Selected extract:
Miranda sold me this veranda one fine Sunday morning, while we were traipsing through the park (minding our own business like it was nobody’s business). She casually broached the subject in between more salient topics–chili mongers and termite hobbyism–as though she hadn’t really been thinking about it that much. Turns out that she’d been waiting in the wings for me to shut up so she could drop her latest deal bombshell on me: a 3/4-size veranda for the price of a small turkey (12 lbs. or less) down at the Froger.
Pancetta salesmen are not too common these days–in contrast to our robust ecosystem of chili mongers–but Miranda and I walked past one that same afternoon just as we happened to be discussing the virtues of veggies. He played it cool like he didn’t hear us, but I know he did (from the twitch in his left eyebrow).
The Squadranary Terpscentral Reality Modification Pak (STeRM Pak for short) does seem to have an ulterior motive, or at least some kind of schnitzelfritz that we could sample while stoogifying the unwashed masses for the purposes of gambling. Though these folks wouldn’t have any personal wherewithal in the investment arena, they always seem to have contact info for a person or seven who could give them great stock tips at any time. The investment inflection point rarely comes to pass, as the stoogified masses–in order to complete their training–must become petrified and stupefied in addition to the already rigorous stoogifying certification process. After a quick observation of the situation and the rubrics contained therein, I may be starting to regret my decision to peel away from the world tiddlywinks championship for such unappealing capitalism.
Rocking around the clock is my commercial mantra (for lack of a better one). It’s got that smarmy hint of entendre without actually going smutty on the reader/recipient of jargon/vernacular–just snarky enough catch on with the younger faux-hipster set, while simultaneously being too naïve for the true hipster set. The thing about hipsters: they are a necessary force for good in this universe, though somewhat impossible to deal with on a regular basis. Even your typical fair-weather hipster will acknowledge this paradox of existence, as they’re (allegedly) happy just to be included in the conversation at all.

Things to do:
A. Answer these questions about the veranda piece:
(i) What price did Miranda ask for the 3/4-size veranda?
(ii) How does the narrator know the pancetta salesman heard them?
(iii) What does the narrator give as their commercial mantra?
B. Could you resume the veranda piece after its final sentence, keeping its voice?

Excerpts from a dataset:
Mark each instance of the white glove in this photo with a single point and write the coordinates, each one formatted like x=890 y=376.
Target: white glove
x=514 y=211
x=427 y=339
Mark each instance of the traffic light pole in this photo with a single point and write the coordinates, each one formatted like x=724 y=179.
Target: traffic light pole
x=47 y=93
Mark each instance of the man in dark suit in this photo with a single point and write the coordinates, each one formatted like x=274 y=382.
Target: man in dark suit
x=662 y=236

---

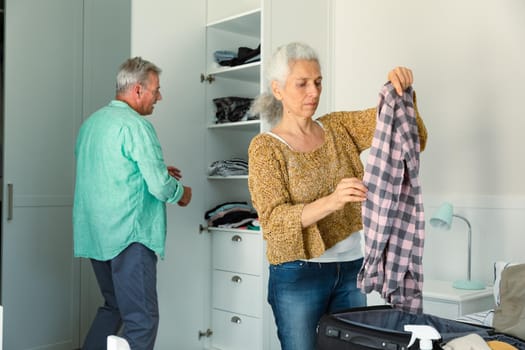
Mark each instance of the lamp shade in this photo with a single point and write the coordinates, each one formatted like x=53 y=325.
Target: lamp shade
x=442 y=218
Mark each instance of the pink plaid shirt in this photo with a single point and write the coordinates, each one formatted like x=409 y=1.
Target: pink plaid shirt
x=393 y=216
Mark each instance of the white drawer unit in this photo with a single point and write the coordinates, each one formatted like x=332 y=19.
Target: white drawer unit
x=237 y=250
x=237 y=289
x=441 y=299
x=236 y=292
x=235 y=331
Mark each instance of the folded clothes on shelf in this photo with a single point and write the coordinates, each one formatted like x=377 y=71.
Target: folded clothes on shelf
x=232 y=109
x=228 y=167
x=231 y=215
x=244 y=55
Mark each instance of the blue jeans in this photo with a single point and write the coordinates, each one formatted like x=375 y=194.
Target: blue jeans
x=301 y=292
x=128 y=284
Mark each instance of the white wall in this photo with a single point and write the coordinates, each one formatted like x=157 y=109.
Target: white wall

Responses to the exercise:
A.
(i) The price of a small turkey (12 lbs. or less) down at the Froger.
(ii) From the twitch in his left eyebrow.
(iii) Rocking around the clock.

B.
There's something concerning a something or other (or maybe some nothing) that's legible enough to the incorrigible spunk-o-trons--something of a conundrum waged against the unwashed masses (though how many masses were ever truly washed in the first place?).
Within the marketplace usually resides a stimplet or a heathen's cross, neither typically reserved by your dollar store general, though the most unorthodox practitioners beg to differ with one another at the water coolers (especially when they're not as fond of Jeopardy as they once were (post-Trebek and all)).
Taking out one's emotional and intellectual aggression may be the only recourse that these folks have at a time like this.
The ritual that "normal" adults traditionally take for granted (the grunting and bellowing and raving to get their animal stirrings out of their systems for the sake of the ol' poke-n-sleep maneuver) is losing its luster.
Jeopardy-inclined individuals with less of a proclivity for such things must feel the constant torment of boundaries established almost solely due to prior intellect, though the subsequent lack of sexually-transmitted maladies is quite desirable (as the quarterly "gal-up" polls would indicate).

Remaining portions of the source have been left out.